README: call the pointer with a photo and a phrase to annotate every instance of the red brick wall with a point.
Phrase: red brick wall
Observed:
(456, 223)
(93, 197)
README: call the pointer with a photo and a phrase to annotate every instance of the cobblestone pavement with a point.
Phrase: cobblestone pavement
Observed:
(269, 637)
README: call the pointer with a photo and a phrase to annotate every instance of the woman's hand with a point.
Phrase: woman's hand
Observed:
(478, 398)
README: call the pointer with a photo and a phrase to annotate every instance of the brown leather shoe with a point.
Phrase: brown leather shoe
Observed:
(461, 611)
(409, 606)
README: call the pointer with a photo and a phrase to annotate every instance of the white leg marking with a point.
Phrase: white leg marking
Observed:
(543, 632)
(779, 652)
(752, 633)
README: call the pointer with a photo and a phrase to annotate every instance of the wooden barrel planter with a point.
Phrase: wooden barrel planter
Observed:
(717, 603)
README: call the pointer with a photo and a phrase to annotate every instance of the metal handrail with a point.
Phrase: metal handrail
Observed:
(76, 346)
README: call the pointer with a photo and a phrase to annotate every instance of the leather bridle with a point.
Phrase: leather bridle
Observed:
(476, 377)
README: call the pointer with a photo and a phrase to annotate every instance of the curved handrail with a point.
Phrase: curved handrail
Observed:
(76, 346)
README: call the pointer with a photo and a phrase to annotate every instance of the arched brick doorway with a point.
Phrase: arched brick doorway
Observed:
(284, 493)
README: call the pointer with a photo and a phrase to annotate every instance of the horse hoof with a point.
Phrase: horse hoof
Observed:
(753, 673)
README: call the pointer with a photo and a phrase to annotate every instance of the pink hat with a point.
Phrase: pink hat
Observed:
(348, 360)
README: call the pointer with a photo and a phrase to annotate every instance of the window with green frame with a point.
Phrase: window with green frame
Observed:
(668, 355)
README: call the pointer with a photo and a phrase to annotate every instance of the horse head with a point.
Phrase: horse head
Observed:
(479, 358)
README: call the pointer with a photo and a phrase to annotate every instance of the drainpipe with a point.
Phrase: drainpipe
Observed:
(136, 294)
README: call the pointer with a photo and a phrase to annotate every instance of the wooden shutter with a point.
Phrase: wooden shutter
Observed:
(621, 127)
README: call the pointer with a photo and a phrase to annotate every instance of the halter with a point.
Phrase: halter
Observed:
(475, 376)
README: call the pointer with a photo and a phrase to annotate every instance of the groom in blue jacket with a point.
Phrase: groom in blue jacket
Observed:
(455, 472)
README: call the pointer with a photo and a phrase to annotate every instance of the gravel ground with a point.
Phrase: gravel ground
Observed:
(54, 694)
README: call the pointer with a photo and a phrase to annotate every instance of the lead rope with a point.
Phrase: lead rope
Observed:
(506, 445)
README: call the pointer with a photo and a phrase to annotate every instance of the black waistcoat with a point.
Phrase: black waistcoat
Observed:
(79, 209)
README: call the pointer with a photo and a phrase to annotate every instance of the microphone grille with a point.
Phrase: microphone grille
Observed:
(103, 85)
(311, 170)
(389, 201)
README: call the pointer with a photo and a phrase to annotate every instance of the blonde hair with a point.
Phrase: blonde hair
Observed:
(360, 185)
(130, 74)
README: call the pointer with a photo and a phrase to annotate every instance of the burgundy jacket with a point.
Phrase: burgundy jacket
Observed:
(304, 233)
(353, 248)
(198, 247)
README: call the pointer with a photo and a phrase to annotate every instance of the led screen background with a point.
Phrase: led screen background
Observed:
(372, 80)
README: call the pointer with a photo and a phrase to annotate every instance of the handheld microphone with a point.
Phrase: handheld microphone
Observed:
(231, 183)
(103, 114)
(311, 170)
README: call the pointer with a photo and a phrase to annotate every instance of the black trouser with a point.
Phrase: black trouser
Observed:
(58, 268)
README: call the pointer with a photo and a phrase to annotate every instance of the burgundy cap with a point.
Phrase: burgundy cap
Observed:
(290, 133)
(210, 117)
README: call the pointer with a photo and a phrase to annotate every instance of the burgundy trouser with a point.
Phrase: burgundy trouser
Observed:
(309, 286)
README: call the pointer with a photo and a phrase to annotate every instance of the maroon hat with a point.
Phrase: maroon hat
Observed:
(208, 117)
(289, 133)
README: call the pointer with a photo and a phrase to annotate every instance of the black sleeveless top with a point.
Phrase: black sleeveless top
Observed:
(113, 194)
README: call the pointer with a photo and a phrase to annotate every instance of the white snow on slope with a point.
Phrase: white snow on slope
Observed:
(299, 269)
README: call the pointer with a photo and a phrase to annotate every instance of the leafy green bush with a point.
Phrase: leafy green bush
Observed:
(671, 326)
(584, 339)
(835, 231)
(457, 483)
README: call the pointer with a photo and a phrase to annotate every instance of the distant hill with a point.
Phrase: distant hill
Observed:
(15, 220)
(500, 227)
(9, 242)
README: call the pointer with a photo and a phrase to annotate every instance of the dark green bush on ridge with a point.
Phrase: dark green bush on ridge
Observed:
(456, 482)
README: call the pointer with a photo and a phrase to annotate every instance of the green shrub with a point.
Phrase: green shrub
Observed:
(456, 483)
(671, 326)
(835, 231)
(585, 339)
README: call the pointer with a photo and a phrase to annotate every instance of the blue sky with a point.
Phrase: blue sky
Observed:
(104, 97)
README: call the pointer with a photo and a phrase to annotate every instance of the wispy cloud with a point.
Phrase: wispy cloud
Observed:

About this task -
Output only an exact transcription of the lines above from the one with "Phrase: white leg marking" up to and including the one with "Phrase: curved handrail".

Completed task -
Phrase: white leg marking
Observed:
(543, 632)
(779, 652)
(752, 633)
README: call the pointer with a photo and a phrase to annotate every instance of the wooden barrel planter with a point.
Phrase: wooden barrel planter
Observed:
(717, 603)
README: call the pointer with a photo and a phrase to annotate every instance of the metal handrail with a point.
Phrase: metal handrail
Observed:
(76, 346)
README: call the pointer with a photo and a phrase to annotate every instance of the leather bridle with a point.
Phrase: leather bridle
Observed:
(476, 377)
README: call the pointer with a photo and a phrase to annotate every instance of the curved handrail with a point.
Phrase: curved handrail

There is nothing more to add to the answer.